As for the time reversal idea, there is something in our Universe called entropy. It is a feature (basically, the second law of thermodynamics), which states that any system will fall into gradual disorder as time passes. This is (to put it simply) because it takes energy to keep any organized structure intact, and this energy has to come from somewhere. So the entropy for the Universe as a whole is constantly increasing. Imagine a cup breaking into pieces: indeed, if you film it you can play the film backwards and see the cup become whole again. But there is no way the cup would accidentally put itself back into one piece, even if you somehow "reverse" time - because time is (most likely) not reversible in this way.

 

Now, the real issue with that is that while it is easy to see time as something flowing "forward", it is not so straightforward to reverse it and expect things to happen backwards. (Se our "Arrow of Time Hypography" for more about this).

 

But I might be digressing here. You ask if the expansion as we see it originates from the center of the Universe, and that it could theoretically be found.

 

Well, yes - and no. Theorists do not agree on this issue. Even if the Universe once came from a "singularity", it is important to remember that this singularity <b>was the entire Universe</b> at the time of the Big Bang. What has expanded is the entire Universe. So the center of the Universe does not really exist (what I am trying to say is: the entire Universe does not have a center). For there to be a center, you would have to have a perfectly spherical Universe inside which everything moves away from an absolute center towards the edges. But it all depends on what kind of Universe we live in, really, and this is such a difficult question that I would be ignorant if I try to take this discussion further myself...perhaps other can help out.

 

Some very interesting books on the topic are:

 

John Barrow and Frank Tipler: The Anthropic Cosmological Principle

 

John Barrow: Impossibility (this one is really great)

 

Stephen Hawking: The Universe in a Nutshell

 

Martin Rees: Just Six Numbers (Our review: Just Six Numbers)

------------------------------------

● Try it:
In the excerpt about entropy and the center of the Universe, which recommended book is singled out as "really great"?

● Saved data entries:
------------------------------------

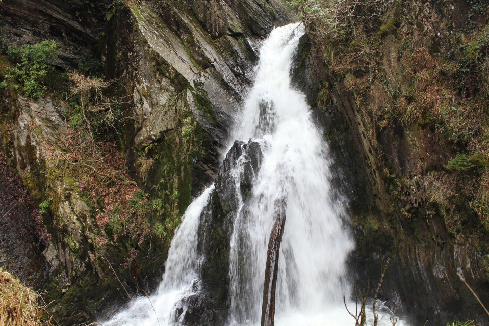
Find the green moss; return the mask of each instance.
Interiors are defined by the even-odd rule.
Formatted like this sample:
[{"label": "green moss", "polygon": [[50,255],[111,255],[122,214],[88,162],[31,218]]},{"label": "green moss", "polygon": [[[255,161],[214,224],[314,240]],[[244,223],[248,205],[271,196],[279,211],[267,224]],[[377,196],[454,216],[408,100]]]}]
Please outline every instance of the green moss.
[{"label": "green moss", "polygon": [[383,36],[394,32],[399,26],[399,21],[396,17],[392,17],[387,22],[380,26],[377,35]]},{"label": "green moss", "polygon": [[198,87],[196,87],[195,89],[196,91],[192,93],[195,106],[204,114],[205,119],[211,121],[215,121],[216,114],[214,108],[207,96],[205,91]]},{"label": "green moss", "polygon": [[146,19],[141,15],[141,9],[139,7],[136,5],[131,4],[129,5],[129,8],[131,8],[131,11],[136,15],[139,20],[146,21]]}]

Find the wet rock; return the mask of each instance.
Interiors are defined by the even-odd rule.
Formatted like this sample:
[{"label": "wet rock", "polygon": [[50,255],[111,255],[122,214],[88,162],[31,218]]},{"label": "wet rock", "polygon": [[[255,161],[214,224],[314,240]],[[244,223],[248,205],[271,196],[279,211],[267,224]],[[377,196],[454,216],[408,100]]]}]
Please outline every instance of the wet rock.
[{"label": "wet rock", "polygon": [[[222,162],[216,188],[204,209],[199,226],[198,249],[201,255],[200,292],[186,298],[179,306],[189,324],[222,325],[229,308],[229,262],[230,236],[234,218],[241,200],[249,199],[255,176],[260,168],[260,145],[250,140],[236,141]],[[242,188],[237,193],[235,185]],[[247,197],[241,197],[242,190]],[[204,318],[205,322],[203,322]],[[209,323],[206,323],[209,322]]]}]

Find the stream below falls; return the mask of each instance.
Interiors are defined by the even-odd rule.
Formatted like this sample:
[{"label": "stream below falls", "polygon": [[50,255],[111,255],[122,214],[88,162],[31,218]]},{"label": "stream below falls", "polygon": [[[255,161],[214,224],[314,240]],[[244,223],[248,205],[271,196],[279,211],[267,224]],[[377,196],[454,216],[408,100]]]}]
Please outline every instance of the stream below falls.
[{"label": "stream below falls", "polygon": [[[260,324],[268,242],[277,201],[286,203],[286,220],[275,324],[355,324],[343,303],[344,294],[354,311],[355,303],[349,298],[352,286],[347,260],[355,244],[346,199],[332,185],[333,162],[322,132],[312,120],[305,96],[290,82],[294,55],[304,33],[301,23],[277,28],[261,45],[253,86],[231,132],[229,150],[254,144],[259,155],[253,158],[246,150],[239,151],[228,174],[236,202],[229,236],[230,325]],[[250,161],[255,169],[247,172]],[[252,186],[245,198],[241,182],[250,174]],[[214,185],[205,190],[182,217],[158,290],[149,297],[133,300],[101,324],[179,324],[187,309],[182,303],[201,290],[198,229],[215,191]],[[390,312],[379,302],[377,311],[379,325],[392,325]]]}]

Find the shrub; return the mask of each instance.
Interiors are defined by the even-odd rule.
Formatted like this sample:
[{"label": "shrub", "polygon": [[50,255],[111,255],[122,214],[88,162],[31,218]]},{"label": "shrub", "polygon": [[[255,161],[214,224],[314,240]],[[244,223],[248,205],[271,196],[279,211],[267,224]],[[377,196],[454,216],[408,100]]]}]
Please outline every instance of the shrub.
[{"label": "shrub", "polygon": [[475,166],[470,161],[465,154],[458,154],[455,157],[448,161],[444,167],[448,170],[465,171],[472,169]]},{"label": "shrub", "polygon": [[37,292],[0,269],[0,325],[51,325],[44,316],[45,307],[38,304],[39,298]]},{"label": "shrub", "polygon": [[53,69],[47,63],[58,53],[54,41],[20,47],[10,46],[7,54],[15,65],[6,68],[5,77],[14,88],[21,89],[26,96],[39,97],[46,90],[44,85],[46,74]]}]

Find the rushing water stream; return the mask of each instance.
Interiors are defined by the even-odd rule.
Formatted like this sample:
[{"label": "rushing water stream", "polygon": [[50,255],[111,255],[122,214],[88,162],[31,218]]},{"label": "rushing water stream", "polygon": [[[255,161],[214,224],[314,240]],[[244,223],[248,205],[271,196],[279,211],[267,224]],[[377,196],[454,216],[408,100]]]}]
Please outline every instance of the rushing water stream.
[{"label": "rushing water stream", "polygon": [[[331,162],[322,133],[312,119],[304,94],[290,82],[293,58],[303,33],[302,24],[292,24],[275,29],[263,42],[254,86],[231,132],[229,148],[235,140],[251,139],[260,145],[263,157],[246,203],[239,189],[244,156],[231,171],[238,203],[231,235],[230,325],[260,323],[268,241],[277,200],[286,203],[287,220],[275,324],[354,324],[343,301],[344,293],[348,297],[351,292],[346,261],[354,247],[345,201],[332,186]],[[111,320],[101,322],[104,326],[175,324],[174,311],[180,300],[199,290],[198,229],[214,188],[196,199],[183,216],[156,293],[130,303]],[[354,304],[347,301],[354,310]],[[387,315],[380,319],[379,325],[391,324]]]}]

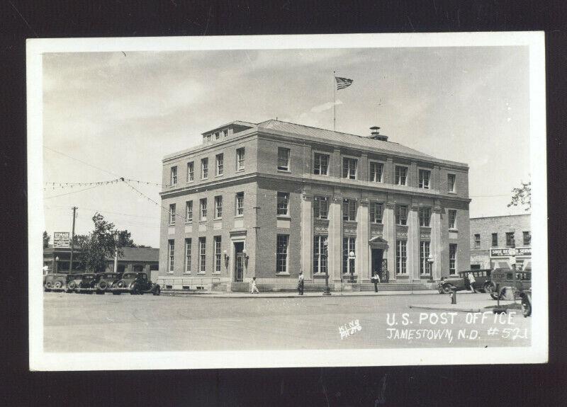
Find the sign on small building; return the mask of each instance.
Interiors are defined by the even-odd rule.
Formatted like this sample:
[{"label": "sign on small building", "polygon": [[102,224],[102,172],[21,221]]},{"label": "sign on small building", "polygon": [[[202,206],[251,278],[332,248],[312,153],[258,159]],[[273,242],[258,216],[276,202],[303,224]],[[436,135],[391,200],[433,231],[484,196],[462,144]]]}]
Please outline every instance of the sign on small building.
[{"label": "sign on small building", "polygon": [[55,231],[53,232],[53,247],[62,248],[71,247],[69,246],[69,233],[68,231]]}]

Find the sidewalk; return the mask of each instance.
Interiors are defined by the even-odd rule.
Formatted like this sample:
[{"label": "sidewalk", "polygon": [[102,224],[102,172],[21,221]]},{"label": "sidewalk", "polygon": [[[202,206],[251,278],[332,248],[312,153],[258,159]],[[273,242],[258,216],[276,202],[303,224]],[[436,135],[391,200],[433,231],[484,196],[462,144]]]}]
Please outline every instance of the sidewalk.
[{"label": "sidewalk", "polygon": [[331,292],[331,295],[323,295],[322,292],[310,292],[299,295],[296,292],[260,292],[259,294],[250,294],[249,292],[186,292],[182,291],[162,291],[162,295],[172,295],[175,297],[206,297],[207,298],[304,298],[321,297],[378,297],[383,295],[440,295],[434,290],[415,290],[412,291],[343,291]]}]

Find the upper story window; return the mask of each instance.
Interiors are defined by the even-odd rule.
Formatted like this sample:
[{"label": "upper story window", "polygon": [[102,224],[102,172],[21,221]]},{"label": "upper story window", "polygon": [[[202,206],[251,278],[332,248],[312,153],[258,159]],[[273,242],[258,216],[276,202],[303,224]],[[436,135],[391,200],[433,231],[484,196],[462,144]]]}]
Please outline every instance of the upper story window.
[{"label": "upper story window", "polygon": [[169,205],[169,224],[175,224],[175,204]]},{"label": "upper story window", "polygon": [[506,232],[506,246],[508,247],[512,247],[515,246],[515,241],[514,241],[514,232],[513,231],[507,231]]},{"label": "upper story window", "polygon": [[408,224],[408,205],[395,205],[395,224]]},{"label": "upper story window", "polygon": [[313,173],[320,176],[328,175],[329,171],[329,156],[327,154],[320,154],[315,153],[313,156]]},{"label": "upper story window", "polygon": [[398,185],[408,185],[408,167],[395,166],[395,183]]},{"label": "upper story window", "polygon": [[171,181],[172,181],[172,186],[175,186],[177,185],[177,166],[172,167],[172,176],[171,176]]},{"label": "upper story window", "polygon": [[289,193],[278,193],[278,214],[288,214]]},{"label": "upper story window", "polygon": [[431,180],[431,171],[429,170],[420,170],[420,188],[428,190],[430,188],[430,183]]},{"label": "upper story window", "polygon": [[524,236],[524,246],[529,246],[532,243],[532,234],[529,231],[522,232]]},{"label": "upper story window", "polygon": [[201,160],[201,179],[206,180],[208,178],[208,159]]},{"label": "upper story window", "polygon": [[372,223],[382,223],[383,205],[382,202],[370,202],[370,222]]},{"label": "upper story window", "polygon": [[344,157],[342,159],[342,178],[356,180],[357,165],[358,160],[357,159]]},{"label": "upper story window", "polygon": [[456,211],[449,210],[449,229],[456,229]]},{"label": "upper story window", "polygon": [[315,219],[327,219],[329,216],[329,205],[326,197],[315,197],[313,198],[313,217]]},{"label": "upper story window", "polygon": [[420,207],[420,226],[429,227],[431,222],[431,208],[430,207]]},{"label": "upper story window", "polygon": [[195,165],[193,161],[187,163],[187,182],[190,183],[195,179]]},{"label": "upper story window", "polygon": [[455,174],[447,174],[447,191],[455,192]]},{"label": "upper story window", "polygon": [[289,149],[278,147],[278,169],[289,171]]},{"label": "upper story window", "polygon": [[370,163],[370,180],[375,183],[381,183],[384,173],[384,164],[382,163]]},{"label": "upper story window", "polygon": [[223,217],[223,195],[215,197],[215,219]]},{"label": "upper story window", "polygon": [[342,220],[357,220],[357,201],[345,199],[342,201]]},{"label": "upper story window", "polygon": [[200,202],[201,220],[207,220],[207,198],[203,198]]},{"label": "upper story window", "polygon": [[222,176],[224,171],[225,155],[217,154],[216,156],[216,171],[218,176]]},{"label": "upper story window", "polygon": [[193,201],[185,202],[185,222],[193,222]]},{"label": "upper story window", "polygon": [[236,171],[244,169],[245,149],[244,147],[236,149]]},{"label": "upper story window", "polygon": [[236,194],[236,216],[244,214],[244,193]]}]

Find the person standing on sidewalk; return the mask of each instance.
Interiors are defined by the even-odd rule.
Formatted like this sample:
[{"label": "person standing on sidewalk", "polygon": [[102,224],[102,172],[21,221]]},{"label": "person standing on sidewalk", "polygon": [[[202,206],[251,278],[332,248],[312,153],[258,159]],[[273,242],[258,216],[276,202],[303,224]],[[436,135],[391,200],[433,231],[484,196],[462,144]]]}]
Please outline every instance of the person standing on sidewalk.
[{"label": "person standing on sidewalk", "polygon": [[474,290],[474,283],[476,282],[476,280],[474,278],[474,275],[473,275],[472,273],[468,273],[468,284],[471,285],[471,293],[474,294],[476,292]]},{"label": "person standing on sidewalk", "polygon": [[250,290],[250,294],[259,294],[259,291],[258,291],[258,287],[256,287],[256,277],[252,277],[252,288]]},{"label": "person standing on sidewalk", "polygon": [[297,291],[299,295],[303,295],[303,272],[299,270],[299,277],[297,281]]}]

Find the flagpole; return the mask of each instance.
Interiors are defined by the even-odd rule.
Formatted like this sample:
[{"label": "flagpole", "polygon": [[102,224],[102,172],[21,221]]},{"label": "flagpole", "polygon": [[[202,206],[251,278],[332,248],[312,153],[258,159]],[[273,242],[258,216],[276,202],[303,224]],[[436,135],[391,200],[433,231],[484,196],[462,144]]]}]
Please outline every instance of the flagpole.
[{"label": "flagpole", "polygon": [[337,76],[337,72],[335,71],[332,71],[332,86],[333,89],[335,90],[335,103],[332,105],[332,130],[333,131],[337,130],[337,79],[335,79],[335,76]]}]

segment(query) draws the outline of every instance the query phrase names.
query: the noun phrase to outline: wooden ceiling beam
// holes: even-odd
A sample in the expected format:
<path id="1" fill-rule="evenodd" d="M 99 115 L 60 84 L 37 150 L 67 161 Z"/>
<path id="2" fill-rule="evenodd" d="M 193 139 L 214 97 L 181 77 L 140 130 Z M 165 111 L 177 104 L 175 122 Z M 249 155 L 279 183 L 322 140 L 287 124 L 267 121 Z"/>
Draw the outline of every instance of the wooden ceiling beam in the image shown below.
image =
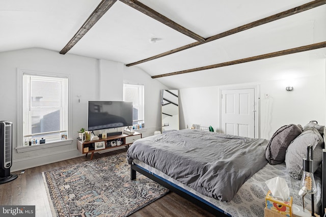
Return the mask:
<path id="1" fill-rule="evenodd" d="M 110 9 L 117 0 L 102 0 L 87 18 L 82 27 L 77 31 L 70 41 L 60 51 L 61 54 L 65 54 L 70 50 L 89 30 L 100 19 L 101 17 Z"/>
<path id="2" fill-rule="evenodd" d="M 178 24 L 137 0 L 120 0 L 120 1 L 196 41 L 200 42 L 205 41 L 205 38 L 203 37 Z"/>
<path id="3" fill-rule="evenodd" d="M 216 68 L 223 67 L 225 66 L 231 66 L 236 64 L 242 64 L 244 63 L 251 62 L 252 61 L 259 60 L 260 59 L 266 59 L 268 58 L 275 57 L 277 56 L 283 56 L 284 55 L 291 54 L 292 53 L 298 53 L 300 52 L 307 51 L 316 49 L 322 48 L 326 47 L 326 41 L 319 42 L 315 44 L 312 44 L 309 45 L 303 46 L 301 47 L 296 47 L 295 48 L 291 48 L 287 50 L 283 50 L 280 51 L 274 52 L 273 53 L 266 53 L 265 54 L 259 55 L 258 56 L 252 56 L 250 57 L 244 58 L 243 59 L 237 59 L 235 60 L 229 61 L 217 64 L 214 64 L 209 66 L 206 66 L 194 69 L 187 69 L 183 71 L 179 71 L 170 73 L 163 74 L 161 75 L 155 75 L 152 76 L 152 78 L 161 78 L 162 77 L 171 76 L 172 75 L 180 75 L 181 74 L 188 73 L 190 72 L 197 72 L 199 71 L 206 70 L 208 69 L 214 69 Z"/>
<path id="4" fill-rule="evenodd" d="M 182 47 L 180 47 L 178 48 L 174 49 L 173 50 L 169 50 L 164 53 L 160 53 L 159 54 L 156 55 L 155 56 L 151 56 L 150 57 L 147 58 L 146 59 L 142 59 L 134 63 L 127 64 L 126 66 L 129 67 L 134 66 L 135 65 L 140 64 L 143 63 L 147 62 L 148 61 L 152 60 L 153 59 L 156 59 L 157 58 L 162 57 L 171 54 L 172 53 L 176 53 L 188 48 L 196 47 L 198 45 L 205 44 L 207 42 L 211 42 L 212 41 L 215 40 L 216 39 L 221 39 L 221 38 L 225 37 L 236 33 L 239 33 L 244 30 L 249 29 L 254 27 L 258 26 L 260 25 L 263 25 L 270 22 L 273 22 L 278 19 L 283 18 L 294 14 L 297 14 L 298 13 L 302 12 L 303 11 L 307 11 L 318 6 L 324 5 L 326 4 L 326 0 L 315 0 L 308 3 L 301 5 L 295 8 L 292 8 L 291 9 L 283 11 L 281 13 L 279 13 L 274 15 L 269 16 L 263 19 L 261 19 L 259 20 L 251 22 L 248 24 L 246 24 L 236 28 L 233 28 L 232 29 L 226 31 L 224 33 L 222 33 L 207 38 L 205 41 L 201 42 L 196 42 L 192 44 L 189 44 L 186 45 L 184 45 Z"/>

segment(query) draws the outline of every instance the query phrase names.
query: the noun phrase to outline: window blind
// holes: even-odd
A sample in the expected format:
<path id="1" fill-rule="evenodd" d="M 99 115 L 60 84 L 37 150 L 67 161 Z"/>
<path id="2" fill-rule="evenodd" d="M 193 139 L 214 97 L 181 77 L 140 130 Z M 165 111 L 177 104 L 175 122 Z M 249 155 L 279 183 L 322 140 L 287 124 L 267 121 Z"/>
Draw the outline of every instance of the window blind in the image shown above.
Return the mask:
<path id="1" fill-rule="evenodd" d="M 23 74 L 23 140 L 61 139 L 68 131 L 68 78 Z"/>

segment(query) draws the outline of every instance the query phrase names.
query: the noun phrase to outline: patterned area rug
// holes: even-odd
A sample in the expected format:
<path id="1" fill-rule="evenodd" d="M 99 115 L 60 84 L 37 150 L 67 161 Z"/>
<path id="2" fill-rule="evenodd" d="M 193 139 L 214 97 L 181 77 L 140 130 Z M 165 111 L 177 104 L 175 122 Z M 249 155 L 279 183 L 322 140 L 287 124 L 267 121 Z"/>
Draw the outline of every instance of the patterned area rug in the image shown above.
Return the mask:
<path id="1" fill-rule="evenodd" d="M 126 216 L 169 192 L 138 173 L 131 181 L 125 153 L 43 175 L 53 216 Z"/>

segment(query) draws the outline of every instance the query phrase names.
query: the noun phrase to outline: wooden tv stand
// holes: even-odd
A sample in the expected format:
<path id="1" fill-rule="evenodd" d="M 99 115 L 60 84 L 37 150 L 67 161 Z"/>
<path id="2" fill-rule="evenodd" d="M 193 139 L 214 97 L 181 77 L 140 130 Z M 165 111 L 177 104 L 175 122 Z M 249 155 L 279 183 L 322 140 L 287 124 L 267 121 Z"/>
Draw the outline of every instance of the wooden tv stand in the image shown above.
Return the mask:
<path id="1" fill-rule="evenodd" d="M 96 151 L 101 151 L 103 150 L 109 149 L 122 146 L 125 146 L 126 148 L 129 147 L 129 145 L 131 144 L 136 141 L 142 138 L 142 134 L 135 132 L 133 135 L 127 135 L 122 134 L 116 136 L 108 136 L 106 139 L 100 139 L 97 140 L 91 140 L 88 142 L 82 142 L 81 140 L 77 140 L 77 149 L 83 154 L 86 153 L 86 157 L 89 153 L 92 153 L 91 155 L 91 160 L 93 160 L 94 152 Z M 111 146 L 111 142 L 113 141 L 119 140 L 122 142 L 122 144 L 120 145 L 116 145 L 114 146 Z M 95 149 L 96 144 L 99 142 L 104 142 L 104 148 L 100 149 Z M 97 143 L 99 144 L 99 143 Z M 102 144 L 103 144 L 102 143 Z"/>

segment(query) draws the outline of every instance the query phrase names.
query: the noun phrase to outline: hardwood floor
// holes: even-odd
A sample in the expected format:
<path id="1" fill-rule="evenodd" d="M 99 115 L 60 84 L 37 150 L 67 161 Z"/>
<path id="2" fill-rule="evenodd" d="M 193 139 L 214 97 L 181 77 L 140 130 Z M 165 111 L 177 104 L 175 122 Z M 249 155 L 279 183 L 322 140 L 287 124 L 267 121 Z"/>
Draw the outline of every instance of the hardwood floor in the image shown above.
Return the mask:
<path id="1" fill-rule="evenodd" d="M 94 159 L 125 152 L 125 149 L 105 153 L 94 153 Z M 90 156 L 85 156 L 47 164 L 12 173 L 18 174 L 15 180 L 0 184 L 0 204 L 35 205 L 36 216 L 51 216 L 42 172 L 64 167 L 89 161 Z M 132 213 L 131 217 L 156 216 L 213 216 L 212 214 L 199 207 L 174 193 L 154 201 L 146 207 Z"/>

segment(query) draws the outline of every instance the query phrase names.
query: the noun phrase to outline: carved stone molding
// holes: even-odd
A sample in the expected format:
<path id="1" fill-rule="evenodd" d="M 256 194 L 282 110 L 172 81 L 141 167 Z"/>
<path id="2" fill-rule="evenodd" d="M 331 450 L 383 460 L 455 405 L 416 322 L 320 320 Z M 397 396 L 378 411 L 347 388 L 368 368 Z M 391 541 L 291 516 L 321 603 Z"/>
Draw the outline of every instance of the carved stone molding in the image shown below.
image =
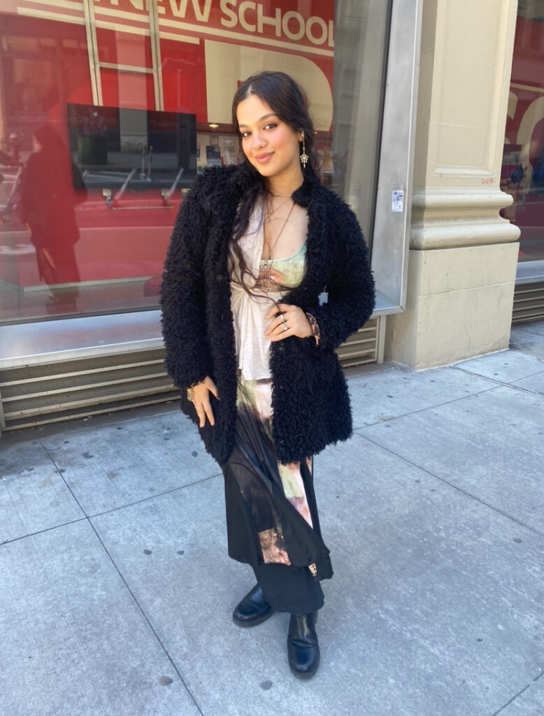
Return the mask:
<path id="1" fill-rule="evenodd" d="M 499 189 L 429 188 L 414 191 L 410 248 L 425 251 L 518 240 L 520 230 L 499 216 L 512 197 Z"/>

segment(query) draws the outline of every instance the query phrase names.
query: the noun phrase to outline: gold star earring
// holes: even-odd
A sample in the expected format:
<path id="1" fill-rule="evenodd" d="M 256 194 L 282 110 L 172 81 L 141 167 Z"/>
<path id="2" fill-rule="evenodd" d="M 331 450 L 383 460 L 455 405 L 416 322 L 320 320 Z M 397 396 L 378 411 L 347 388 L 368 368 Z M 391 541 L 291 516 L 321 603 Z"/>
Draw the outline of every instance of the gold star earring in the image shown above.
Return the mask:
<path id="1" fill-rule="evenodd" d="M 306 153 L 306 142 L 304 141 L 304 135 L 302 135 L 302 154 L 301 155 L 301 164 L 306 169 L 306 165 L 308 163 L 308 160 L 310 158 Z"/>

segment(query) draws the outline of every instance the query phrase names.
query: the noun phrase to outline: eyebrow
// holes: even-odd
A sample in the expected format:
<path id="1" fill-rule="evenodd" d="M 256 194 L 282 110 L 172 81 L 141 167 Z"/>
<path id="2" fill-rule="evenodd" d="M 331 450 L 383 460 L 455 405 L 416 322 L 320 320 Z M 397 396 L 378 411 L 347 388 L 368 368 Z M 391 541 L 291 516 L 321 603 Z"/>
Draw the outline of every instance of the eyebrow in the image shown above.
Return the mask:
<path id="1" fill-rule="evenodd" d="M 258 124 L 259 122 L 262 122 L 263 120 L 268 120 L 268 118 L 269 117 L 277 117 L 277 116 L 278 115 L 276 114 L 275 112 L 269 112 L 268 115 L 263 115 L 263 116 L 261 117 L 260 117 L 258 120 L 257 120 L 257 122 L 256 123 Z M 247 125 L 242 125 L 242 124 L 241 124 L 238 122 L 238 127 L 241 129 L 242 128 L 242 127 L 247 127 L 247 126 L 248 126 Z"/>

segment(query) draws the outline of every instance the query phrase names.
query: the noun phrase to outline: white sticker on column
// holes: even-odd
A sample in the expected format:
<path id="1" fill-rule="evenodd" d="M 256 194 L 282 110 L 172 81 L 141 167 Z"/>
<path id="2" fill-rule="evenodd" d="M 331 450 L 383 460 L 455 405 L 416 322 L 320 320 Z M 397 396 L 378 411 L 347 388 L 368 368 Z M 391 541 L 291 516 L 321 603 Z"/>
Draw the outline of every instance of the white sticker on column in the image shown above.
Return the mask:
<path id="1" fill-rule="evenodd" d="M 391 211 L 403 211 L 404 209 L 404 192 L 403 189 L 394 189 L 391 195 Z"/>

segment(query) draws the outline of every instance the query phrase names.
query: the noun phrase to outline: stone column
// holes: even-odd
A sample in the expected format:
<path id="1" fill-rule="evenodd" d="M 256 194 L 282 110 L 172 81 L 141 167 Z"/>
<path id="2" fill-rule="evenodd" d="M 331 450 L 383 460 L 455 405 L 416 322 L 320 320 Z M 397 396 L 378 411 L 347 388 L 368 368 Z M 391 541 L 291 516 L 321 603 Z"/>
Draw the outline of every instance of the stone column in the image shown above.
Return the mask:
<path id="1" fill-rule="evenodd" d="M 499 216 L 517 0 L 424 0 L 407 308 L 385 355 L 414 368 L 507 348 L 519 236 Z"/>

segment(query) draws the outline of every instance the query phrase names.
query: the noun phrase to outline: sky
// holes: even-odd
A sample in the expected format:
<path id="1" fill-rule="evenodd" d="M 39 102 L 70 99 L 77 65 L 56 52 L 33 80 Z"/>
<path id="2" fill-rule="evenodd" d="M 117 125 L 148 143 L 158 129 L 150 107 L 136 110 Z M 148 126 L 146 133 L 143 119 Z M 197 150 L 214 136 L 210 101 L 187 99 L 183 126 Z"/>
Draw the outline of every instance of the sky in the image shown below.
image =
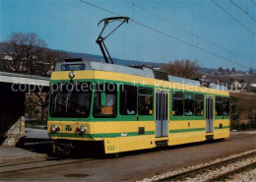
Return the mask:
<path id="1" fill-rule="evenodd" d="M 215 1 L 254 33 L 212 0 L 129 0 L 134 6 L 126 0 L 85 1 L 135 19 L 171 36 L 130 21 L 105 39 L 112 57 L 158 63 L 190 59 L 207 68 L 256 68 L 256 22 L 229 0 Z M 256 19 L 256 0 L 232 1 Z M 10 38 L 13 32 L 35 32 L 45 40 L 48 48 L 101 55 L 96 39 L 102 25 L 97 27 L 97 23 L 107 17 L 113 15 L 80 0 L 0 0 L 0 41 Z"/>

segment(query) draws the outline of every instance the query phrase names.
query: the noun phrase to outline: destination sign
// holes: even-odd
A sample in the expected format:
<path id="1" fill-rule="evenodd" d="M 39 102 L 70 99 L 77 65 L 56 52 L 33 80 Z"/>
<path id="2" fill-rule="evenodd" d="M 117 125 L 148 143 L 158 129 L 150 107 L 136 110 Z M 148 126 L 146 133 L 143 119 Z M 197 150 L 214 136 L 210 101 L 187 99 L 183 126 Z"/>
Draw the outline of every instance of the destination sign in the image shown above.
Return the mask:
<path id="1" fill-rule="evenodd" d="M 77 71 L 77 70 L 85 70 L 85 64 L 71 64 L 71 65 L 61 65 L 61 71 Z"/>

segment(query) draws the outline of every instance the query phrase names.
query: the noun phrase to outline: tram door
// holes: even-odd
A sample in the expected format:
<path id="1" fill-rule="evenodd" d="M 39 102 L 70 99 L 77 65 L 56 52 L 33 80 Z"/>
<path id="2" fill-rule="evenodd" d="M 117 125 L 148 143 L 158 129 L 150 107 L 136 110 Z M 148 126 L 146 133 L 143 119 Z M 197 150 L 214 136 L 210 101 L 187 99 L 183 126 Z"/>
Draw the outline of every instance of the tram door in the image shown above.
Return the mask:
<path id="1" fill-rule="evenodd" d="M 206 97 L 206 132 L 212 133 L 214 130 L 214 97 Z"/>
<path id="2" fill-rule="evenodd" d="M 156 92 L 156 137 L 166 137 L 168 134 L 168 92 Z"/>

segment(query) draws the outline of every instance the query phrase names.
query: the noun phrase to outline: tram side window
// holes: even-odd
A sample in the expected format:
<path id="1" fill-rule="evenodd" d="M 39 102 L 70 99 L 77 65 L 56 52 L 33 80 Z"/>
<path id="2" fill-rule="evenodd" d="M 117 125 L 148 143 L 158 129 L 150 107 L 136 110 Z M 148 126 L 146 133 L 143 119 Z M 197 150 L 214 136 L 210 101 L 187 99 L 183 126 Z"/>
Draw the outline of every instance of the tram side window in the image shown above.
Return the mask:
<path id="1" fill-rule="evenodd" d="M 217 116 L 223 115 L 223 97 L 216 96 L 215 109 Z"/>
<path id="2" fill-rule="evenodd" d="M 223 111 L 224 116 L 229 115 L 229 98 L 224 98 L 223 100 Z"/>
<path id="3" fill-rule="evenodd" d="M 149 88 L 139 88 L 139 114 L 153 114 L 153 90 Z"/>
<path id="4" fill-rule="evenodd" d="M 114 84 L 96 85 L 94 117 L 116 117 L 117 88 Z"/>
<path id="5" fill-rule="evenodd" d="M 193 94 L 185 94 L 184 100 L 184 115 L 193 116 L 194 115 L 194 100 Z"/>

------------------------------------

● Solution to this problem:
John Barrow's *Impossibility*.